> _Excerpt to read_
• • • • • • •
Please do not blame yourself for this guy’s death. You did not kill him. He chose to do it, it might be linked to your breakup but you did not personally kill him. It was not your fault. He should have asked for help or explained what was going on to you, if he didn’t, then how could you have known what he would do? It’s not your fault.
If people are hurting you at school you need to report it and/or change schools, you shouldn’t have to deal with that.
ive been trying to get help but my perents doncare my school dosent care and i dont know how to go find it myself its not like i can just walk out of my house and go get help. and my perents wont let me switch shools they said its only 1 more year so whats the point..
• • • • • • •
Stored entries
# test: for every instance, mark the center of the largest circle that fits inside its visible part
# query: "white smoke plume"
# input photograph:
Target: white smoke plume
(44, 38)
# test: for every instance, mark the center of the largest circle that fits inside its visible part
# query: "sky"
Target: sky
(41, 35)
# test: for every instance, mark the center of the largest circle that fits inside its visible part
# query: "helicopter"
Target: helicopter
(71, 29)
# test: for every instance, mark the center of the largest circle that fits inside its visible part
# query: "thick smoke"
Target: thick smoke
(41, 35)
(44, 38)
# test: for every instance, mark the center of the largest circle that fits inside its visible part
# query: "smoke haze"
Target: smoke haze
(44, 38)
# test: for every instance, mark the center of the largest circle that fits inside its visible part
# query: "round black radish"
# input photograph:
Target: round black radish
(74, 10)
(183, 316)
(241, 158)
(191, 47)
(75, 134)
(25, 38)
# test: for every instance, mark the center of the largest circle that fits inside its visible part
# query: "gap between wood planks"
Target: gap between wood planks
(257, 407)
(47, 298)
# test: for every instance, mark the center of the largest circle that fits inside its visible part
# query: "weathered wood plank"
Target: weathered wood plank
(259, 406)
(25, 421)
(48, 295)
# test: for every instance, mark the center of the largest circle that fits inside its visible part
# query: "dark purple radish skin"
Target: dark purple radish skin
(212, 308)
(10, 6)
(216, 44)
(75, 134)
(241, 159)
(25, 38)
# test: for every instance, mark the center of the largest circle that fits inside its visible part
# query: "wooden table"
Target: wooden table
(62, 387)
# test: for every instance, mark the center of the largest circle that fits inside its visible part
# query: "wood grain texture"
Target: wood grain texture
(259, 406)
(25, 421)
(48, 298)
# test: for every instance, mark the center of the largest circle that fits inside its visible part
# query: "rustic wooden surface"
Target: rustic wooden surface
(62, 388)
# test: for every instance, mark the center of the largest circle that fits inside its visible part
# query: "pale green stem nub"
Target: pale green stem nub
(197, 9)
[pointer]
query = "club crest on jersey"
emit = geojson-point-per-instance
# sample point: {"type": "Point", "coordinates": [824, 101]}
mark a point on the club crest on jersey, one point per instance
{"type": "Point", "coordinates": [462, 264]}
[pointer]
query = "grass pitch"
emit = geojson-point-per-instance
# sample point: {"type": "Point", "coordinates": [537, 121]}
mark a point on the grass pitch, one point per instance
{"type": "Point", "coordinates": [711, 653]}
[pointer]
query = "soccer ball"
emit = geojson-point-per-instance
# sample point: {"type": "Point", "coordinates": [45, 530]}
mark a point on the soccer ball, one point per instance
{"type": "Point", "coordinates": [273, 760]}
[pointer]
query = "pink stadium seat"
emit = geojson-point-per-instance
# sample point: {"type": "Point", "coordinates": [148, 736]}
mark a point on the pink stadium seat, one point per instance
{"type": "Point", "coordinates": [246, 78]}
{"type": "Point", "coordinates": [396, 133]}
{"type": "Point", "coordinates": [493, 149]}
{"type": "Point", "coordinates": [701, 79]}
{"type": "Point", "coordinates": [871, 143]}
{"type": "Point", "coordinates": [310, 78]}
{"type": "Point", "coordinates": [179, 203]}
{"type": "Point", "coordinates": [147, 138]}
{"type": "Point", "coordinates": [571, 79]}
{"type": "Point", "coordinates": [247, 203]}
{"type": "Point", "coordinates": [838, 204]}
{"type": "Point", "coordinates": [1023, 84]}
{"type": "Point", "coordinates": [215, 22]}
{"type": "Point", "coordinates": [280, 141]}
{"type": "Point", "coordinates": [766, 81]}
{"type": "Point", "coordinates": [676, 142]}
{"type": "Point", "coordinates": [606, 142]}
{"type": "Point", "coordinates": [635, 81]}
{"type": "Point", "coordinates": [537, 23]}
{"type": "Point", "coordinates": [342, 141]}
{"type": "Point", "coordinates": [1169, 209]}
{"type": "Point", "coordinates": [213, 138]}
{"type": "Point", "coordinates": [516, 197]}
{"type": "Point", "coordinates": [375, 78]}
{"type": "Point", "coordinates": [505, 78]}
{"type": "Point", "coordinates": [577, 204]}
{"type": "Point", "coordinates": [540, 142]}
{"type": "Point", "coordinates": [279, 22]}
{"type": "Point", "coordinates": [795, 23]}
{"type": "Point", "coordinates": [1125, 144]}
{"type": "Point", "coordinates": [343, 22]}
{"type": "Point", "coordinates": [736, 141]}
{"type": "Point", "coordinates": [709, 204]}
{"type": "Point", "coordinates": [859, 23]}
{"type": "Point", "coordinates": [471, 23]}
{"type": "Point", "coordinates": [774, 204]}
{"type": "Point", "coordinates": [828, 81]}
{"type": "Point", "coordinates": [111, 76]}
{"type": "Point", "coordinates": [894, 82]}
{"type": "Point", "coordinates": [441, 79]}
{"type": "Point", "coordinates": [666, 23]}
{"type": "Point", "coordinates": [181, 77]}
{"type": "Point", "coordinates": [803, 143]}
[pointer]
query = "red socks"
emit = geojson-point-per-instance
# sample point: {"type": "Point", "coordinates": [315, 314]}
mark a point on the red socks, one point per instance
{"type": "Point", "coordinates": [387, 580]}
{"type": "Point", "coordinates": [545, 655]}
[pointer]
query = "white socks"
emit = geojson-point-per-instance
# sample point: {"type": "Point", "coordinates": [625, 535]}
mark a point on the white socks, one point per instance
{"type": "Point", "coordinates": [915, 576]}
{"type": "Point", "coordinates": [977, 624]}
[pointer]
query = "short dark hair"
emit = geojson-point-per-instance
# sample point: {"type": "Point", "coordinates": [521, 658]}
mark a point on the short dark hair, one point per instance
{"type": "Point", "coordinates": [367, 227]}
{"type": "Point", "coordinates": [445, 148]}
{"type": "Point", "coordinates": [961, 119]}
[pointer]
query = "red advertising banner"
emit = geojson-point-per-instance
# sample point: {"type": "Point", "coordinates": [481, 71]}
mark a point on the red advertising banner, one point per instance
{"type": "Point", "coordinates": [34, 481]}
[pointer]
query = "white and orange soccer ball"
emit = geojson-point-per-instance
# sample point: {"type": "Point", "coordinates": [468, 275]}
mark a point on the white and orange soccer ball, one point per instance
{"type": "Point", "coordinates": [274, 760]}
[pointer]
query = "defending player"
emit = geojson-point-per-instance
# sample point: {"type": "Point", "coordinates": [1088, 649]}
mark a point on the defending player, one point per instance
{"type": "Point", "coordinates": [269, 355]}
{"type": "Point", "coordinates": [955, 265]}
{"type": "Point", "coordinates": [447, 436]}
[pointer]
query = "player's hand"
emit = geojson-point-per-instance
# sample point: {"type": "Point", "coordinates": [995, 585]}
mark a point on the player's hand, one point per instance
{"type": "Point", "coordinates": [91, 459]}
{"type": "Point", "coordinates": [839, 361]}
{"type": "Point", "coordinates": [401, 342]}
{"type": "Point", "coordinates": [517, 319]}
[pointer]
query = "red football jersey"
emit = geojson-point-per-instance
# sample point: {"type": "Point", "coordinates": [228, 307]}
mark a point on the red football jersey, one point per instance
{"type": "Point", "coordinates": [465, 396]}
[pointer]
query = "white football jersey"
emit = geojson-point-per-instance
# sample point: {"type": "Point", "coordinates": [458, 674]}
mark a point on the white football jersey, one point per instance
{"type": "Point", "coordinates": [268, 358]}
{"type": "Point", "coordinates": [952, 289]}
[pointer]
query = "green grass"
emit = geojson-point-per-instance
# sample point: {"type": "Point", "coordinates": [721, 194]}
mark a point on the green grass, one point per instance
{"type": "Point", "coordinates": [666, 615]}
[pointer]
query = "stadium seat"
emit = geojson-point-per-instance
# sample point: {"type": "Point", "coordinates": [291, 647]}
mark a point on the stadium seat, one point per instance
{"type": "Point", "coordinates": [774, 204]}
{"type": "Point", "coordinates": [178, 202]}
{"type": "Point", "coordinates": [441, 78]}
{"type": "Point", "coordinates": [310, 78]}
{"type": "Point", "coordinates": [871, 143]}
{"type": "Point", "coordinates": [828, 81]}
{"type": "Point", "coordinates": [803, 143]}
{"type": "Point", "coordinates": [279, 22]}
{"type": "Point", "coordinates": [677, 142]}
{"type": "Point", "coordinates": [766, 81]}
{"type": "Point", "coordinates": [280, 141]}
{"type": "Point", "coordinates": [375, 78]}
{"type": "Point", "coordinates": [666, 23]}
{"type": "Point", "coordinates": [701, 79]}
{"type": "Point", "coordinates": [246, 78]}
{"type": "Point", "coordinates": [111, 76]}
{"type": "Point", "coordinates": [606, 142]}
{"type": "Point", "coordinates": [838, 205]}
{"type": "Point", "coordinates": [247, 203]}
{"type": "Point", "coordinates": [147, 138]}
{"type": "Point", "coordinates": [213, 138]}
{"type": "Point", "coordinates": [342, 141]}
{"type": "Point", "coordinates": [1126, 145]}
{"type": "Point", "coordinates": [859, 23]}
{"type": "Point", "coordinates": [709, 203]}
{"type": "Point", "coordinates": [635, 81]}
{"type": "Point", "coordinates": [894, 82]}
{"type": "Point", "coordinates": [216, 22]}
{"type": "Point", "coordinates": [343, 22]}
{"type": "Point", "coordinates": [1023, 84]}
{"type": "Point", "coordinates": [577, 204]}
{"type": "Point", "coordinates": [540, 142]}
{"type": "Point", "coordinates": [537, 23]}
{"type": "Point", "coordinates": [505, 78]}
• • • • • • •
> _Exercise_
Continue the forum exchange about self-blame after an ex-partner's death from where it stops, starting after its final sentence.

> _Result of this task_
awsome fighting for someones life is not easy pleasse give us good news like the person said before this post were here for uuuuuuuuuuuuuuuuuuuuuuuuuuuuuuuuuwithhhhhhhhhhhhhhhhhhhhhhhhhhhhloveeeeeeeeeeeeeeeeeeeeeeeeeeeeeeeeeegod bless u girl jessew1050@yahoo.com
No offence but ur parents seem luke idiots. But baxk to the unlucky side. If friday 13 is unlucky it still wont work and to be honest i hope it dosnt work. I dont think u should let those wankers at ur school win. Fuk em u gona give in to a bunch of fools and die? Come on man ur worth more than that. Ur one of us nd i dont want u dying. So i truely hope 13 is unlucky for u md ur stuck here nd im sorry if that sounds harsh but u seem really nice
you are in a tight spot but u will make it through i promise just stop hurting yourself people do care but just like one person said if they dont no how can they help take care of yourself im on a smartphone pain in the but to type god bless all the people that care
Okay. Well, I think you need to be honest and firm. Tell your parents exactly what has happened, how sad and suicidal it has made/is making you feel. Explain you need help. If possible, go and see a doctor and explain you need to see a counsellor and ask if they can refer you for free sessions with one.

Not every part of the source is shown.